= PROBLEMS TO SOLVE =
• 1. Decide whether each statement agrees with the chained select post below: (a) it was posted on 16th Feb 2014; (b) when no state has been posted, the code sets $next_dropdown to 1; (c) the query sorts states by name in descending order. For each, answer yes or no and quote the deciding words from the post.
• 2. List every distinct variable name, written with its leading $, that appears in the code of the chained select post below.
• 3. Continue the chained select post below, picking up the code after its final line.

= SELECTED EXTRACT =

★ ★ ★ ★

Can't seem to capture a variable in a chained select
Posted on
16th Feb 2014 07:03 pm by
admin
I'm *this* close to having a chained select running but for some reason it doesn't seem to be picking up a variable.
Code: <?php
require ('inc/connection.php');
//seeming that we are just submitting and refreshing to the one page we need to check if the post variable is set, and if so a couple of other variables are set
if(!isset($_POST['state'])) {
$next_dropdown = 0;
}
else {
//When set this variable reveals the next drop down menu
$next_dropdown = 1;
//this variable keeps the previous selection selected
$selected = $_POST['state'];
}
?>
<form name="form" method="post" action="">
<select name="state" style="font-size:20px;">
<option value="NULL">State</option>
<?php
$query = "SELECT id, name FROM state ORDER BY name ASC";
$result = mysql_query($query);
while($row = mysql_fetch_array($result))

★ ★ ★ ★

(Entries from a dataset)
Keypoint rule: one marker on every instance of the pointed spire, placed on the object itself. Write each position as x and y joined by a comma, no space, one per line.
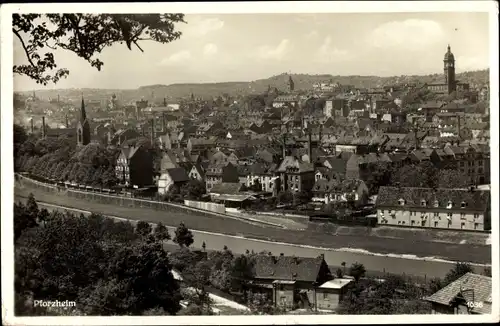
82,111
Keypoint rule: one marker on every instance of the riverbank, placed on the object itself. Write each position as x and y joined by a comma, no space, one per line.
209,223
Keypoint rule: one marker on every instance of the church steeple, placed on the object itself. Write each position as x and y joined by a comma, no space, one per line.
83,114
449,70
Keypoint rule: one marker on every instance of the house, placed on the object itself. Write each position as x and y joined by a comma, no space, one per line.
199,145
264,175
295,174
171,177
455,298
294,281
134,166
229,194
331,191
219,173
122,135
458,209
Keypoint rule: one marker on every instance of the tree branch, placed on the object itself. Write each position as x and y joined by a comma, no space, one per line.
24,47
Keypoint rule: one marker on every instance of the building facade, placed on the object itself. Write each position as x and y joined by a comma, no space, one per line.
457,209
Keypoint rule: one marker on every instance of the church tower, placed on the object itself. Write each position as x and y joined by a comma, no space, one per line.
290,84
449,70
83,127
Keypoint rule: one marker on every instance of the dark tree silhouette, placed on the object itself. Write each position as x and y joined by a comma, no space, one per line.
183,236
86,35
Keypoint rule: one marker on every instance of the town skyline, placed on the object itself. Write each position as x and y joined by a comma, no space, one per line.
379,44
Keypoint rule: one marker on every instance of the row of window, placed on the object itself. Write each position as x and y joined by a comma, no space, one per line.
435,214
423,203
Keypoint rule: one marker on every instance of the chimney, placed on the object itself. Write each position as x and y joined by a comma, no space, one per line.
284,146
43,127
309,145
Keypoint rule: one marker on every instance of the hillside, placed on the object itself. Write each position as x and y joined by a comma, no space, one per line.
302,81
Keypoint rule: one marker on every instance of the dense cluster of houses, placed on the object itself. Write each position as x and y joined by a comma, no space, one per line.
282,146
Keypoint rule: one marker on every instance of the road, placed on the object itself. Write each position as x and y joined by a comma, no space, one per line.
407,245
377,263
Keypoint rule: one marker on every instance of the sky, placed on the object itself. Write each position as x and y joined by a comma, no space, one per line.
245,47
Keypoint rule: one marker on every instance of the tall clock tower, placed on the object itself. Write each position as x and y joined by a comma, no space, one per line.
449,70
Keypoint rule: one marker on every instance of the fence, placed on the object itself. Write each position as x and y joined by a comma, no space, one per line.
213,207
98,197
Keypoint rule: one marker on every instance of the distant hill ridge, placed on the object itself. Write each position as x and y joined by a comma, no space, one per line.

★ ★ ★ ★

= ANSWERS =
• 1.
(a) Yes: "16th Feb 2014 07:03 pm"
(b) No: "if(!isset($_POST['state'])) {" followed by "$next_dropdown = 0;"
(c) No: "ORDER BY name ASC"

• 2. $_POST, $next_dropdown, $selected, $query, $result, $row

• 3.
{?>
<option value="<?php echo $row[0]; ?>" onClick="document.form.submit()" <?php if(isset($selected) && $row[0] == $selected) {echo "selected='selected'";} ?>><?php echo $row[1]; ?></option>n";
<?php }
echo '</form>n';
//this is where the other form will appear if the previous form is submitted
if($next_dropdown == 1) {?>
<form name="form2" action="" method="post">
<select name="city">
<option value="NULL">City</option>
<?php
$query2 = "SELECT * FROM city WHERE state_id = " . $row[0];
$result2 = mysql_query($query2);
while($row2 = mysql_fetch_array($result2))
{ ?>
<option value="<?php echo $row2[0]; ?>" onClick="document.form2.submit()"><?php echo $row2[1]; ?></option>
<?php }?>
</select>
</form>
<?php }
?>
The state drop down works fine. Once a state is selected, it will display the city drop down. However, the city drop down never populates. It's as though it forgets what $row[0] is. Any thoughts?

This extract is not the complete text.